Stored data
※ ※ ※
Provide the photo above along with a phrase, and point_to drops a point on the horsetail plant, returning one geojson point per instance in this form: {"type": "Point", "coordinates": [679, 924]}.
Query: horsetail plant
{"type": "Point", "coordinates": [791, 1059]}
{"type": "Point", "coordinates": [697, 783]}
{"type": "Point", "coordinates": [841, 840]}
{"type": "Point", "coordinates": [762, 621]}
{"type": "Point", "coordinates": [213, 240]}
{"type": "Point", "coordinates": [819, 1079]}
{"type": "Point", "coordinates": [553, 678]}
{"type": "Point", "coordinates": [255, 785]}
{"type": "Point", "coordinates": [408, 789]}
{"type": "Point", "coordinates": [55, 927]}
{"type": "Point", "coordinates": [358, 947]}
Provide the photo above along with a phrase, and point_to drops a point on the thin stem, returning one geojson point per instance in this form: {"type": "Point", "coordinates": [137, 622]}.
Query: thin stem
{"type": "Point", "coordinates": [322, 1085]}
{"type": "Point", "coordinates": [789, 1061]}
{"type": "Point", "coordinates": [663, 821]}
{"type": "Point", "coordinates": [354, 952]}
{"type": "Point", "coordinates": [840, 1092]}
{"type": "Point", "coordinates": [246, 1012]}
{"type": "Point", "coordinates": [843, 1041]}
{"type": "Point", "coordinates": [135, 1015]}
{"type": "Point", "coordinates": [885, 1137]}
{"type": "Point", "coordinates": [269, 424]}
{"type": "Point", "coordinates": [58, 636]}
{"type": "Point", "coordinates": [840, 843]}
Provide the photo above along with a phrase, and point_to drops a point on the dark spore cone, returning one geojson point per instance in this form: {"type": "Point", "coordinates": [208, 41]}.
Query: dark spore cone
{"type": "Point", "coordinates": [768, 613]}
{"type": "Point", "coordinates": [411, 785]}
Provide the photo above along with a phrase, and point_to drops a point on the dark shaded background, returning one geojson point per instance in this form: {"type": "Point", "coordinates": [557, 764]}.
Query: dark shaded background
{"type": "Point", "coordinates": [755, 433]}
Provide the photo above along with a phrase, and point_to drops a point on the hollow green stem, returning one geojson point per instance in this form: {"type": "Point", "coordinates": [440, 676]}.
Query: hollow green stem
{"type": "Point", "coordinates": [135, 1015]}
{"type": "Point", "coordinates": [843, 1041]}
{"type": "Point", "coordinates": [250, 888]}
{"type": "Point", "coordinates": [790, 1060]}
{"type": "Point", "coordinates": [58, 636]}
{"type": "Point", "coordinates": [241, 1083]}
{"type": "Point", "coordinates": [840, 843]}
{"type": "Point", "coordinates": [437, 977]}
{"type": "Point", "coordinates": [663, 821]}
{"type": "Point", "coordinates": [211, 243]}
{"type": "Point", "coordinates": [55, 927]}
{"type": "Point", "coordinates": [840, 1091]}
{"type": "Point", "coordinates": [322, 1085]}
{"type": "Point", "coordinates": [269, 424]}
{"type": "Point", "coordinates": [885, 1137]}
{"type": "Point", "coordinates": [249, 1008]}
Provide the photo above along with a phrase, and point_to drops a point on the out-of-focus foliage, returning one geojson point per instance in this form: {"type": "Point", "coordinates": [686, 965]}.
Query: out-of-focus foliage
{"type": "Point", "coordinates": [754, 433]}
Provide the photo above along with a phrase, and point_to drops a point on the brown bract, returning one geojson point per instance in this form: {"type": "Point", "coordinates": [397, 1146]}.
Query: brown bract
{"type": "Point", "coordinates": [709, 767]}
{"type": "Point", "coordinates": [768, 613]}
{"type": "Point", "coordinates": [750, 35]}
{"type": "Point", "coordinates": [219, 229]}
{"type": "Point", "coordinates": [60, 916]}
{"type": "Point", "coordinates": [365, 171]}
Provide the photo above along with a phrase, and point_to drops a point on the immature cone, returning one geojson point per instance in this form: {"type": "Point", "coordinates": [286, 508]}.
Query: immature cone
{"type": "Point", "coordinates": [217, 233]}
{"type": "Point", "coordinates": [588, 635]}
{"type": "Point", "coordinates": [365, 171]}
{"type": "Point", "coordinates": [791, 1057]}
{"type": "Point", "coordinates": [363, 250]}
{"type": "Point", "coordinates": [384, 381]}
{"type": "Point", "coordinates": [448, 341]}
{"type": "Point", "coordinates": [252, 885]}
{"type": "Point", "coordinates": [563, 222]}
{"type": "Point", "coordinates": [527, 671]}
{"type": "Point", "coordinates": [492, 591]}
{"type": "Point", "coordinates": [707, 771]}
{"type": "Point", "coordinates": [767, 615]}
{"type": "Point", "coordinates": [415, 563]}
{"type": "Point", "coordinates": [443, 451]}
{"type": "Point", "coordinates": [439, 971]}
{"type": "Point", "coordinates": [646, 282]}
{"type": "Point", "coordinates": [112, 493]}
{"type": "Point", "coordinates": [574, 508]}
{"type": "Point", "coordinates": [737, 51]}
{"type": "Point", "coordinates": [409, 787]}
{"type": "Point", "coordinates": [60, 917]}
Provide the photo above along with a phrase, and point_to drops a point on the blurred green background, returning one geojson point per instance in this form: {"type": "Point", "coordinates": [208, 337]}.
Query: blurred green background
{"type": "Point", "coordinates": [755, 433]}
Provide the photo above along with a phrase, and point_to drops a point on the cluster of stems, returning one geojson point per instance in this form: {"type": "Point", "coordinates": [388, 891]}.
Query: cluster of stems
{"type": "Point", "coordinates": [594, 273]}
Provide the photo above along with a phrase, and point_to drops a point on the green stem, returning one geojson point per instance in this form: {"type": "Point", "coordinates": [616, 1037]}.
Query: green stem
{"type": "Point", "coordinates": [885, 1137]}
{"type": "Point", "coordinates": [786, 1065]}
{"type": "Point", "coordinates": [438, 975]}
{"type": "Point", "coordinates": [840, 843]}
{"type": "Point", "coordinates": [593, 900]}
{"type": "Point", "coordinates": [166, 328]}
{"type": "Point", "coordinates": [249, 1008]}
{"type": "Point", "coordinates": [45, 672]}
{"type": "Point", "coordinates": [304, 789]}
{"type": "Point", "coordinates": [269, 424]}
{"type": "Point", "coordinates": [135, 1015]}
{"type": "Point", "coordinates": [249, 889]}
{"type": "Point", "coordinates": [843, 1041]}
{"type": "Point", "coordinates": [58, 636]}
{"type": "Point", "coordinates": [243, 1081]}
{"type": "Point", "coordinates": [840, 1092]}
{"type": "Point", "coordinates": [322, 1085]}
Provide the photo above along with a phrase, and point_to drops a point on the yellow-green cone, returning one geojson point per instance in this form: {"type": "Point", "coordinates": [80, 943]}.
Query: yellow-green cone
※ ※ ※
Rescale the stretch of data from the line containing "on the green" through the end of the data, giving every line again, requests included, with each answer coordinate multiplied by 0.2 and rounded to a whole number, halves up. Leave the sample coordinates inside the requests unchanged.

Answer to the problem »
Provide the photo above along with a phrase, and point_to drops a point on the green stem, returning one geojson point per instance in this form: {"type": "Point", "coordinates": [616, 1037]}.
Query: green stem
{"type": "Point", "coordinates": [177, 227]}
{"type": "Point", "coordinates": [157, 213]}
{"type": "Point", "coordinates": [88, 195]}
{"type": "Point", "coordinates": [168, 169]}
{"type": "Point", "coordinates": [119, 180]}
{"type": "Point", "coordinates": [33, 66]}
{"type": "Point", "coordinates": [50, 202]}
{"type": "Point", "coordinates": [9, 134]}
{"type": "Point", "coordinates": [61, 158]}
{"type": "Point", "coordinates": [54, 85]}
{"type": "Point", "coordinates": [27, 203]}
{"type": "Point", "coordinates": [50, 178]}
{"type": "Point", "coordinates": [169, 208]}
{"type": "Point", "coordinates": [12, 127]}
{"type": "Point", "coordinates": [49, 216]}
{"type": "Point", "coordinates": [168, 218]}
{"type": "Point", "coordinates": [64, 217]}
Provide the photo above along with a phrase, and point_to drops a point on the yellow-green cone, returning one geojson point per instance in this form: {"type": "Point", "coordinates": [80, 943]}.
Query: yellow-green cone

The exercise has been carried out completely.